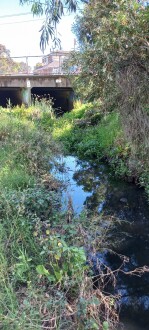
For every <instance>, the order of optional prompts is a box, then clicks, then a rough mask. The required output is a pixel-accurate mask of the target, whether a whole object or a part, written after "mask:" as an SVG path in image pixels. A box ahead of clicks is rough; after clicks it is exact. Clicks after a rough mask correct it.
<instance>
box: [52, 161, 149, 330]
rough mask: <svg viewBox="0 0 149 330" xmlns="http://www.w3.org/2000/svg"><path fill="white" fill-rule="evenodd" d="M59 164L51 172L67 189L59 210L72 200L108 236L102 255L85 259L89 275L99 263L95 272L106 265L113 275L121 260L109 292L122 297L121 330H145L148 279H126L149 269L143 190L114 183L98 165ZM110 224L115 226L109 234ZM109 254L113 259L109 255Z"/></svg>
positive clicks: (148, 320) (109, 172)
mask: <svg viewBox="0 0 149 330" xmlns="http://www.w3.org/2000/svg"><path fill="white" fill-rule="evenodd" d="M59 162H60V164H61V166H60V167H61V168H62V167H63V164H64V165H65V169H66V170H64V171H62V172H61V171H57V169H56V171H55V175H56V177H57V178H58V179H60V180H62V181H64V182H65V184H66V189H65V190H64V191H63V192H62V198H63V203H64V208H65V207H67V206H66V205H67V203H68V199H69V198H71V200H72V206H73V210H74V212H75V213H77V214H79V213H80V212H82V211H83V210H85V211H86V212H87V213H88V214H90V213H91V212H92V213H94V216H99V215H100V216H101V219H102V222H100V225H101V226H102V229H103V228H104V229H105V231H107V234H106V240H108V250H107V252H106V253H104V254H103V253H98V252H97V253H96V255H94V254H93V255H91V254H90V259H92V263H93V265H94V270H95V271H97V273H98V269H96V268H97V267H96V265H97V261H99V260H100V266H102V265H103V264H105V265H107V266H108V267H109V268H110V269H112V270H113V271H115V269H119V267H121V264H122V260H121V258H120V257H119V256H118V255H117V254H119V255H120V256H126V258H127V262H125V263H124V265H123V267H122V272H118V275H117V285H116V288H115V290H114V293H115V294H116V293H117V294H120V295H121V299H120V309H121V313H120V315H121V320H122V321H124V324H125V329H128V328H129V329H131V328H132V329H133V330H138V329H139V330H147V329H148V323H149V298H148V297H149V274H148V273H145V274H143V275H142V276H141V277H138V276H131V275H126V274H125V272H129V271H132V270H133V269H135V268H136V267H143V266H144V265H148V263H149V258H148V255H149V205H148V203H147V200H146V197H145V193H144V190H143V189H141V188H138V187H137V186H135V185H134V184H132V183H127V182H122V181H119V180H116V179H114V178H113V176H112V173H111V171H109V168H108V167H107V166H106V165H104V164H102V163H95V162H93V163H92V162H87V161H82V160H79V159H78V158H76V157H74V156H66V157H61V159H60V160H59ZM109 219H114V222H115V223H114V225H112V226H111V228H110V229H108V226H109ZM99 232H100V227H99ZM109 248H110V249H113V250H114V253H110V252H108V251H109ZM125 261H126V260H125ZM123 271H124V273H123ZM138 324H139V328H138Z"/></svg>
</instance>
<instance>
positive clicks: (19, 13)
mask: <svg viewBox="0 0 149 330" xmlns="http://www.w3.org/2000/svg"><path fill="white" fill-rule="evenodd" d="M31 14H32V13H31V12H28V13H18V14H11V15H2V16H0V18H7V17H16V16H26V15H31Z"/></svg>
******************************
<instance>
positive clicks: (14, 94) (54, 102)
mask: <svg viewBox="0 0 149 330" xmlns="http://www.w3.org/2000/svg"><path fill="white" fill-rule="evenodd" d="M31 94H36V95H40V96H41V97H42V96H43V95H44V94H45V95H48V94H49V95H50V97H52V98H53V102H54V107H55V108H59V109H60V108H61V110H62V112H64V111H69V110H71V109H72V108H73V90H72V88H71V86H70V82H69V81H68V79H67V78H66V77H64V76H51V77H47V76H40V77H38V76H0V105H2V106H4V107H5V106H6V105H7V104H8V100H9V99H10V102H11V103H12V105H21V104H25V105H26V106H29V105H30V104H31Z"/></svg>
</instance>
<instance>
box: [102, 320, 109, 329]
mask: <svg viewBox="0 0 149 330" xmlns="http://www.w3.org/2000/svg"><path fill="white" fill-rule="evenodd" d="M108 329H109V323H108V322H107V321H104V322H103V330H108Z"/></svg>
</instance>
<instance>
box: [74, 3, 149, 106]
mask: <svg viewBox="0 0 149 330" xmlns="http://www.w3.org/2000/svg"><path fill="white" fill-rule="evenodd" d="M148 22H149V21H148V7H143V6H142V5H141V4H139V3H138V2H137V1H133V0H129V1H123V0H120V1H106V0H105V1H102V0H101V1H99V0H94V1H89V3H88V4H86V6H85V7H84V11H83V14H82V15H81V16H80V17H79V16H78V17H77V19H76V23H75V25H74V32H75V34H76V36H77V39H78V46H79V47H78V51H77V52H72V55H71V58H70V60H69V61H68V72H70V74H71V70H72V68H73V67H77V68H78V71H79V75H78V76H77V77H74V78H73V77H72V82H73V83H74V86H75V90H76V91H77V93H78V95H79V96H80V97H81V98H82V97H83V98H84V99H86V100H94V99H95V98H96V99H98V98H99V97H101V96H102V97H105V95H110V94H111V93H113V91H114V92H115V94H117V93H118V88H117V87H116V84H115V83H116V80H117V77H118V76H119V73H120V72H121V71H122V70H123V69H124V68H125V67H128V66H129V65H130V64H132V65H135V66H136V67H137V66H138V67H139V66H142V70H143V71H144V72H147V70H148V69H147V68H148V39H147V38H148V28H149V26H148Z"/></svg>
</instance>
******************************
> Directions: Everything from the line containing "For every <instance>, the" through the line containing "box: [52, 161, 149, 330]" in the material above should be retyped exactly, both ends included, and nothing more.

> Result of the task:
For every <instance>, the order of optional prompts is a box, then clicks, then a rough mask. The required output is a pixel-accurate mask of the target, whether a whole object or a part, written after "mask:" as an SVG path in image pixels. A box ahead of clicks is rough; after clicks it is exact. Clicks after a rough mask correct it.
<instance>
box: [52, 161, 149, 330]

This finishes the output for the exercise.